→ Entries from a labeling collection:
┌────────

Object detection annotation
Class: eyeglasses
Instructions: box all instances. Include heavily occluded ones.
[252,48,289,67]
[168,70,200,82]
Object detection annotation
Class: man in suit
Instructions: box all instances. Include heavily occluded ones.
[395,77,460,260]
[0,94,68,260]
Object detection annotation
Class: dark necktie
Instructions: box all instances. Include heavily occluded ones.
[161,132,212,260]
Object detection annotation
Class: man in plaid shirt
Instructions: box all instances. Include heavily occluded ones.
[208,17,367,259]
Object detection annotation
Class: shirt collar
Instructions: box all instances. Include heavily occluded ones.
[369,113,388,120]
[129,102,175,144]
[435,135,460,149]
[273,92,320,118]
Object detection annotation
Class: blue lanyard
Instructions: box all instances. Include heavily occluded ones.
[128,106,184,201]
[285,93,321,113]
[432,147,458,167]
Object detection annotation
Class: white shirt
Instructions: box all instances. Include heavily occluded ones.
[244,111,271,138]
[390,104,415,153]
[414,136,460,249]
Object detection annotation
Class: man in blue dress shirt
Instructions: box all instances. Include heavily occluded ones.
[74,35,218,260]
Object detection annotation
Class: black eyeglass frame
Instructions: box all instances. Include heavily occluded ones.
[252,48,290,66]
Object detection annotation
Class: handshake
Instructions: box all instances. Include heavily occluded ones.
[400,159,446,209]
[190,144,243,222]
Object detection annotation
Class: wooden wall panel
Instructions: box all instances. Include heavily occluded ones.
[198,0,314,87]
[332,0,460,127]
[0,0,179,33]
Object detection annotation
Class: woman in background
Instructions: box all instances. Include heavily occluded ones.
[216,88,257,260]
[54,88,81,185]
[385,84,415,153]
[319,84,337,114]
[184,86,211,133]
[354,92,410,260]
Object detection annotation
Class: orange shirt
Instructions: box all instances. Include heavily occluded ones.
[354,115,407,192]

└────────

→ The problem: Put every line of the entries above into a numbered list, leaving out any blank lines.

→ Complete response:
1. Object detection annotation
2. Class: eyeglasses
3. Instructions: box all instances. Include heavily occluded ones.
4. [252,48,289,67]
5. [168,70,200,82]
6. Object detection annotation
7. Class: man in suit
8. Instructions: box all instances. Include heavily occluded ones.
9. [395,77,460,260]
10. [0,94,68,260]
11. Object detection annotation
12. Class: dark necktie
13. Instructions: box all instances. Include heavily occluded ones.
14. [161,132,212,260]
15. Object detection annotation
16. Class: man in plaid shirt
17. Instructions: box all instances. Include heavily occluded ones.
18. [208,17,367,259]
19. Object detection annotation
20. Class: shirt collar
21. Instructions: box all instances. Include heavily occluded ones.
22. [369,113,388,120]
23. [129,102,175,144]
24. [435,135,460,149]
25. [273,92,320,118]
26. Object detection annotation
27. Class: blue lanyard
28. Instructions: box all instances. Include heavily occluded ones.
29. [128,106,184,201]
30. [285,93,321,113]
31. [432,147,458,167]
32. Object detection annotation
33. Class: white shirt
34. Instructions: box all instances. Include heavily occluded ones.
35. [244,111,271,138]
36. [390,104,415,153]
37. [414,136,460,249]
38. Object detection annotation
39. Class: man in blue dress shirt
40. Instructions: box all instances. Include heavily occluded ones.
41. [74,35,218,260]
42. Object detection annotation
43. Class: black eyeglass frame
44. Instructions: box all instances. Include heavily occluded ones.
45. [252,48,290,66]
46. Object detection annotation
47. Class: handshake
48. Instructions: box all instances. Include heavily occluded ones.
49. [400,159,446,209]
50. [190,144,243,222]
51. Object detection annotation
52. Class: wooden wall panel
53. Instructions: box all instances. Include heavily occluded ones.
54. [198,0,314,87]
55. [332,0,460,127]
56. [0,0,179,33]
57. Object detection annotation
58. Class: woman in background
59. Instructions: box all instances. Include heavily occluded ones.
60. [216,88,257,260]
61. [54,88,81,185]
62. [385,84,415,153]
63. [319,84,337,114]
64. [184,86,211,133]
65. [354,92,410,260]
66. Object detection annotation
67. Class: orange shirt
68. Instructions: box all instances. Include heavily occluded ones.
69. [354,115,407,192]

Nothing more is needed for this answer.